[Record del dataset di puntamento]
§ §

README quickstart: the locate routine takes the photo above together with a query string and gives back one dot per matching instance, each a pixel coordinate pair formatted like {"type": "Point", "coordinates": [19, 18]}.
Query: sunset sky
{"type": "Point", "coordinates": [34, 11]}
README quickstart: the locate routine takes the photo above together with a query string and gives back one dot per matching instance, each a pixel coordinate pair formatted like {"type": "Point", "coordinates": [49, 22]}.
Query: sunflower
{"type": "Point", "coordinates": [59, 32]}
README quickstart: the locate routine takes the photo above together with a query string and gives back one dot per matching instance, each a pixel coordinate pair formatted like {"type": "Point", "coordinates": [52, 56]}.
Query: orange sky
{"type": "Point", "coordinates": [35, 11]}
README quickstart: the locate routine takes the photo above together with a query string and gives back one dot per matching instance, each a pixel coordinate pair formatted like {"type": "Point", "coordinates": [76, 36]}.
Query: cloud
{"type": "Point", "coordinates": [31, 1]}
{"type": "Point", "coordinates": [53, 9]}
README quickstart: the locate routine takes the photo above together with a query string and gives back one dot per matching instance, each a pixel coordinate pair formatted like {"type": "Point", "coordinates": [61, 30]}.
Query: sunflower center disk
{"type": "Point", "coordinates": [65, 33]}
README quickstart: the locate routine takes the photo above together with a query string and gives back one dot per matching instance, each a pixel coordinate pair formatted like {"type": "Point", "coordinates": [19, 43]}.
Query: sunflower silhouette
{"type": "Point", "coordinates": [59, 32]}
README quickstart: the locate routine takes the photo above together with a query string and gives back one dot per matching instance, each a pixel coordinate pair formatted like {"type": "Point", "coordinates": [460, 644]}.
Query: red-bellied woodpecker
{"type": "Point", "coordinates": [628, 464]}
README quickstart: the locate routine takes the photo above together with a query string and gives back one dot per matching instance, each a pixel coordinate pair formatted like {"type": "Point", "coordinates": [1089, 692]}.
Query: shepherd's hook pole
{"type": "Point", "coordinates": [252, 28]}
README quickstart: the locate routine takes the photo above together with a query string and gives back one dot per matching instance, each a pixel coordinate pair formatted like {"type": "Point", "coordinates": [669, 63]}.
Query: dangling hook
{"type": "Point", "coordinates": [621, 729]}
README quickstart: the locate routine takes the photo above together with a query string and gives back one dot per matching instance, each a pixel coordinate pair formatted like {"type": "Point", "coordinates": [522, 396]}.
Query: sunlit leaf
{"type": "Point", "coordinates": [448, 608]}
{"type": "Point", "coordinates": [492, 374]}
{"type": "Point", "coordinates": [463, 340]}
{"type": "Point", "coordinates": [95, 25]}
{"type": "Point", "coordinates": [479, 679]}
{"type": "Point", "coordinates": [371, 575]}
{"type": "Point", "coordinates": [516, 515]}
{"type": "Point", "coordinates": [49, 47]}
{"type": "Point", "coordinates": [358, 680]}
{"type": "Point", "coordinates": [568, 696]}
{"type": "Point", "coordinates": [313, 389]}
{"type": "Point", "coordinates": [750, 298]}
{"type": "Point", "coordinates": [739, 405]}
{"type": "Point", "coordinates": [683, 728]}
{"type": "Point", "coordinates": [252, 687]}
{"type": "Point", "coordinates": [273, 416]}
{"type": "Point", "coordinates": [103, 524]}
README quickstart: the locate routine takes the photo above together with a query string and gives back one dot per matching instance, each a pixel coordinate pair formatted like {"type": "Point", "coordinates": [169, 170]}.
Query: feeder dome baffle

§ §

Problema assegnato> Individui nei record ogni riga che contiene la parola "hook" e la trascriva per intero.

Risposta al compito>
Query: shepherd's hook pole
Query: dangling hook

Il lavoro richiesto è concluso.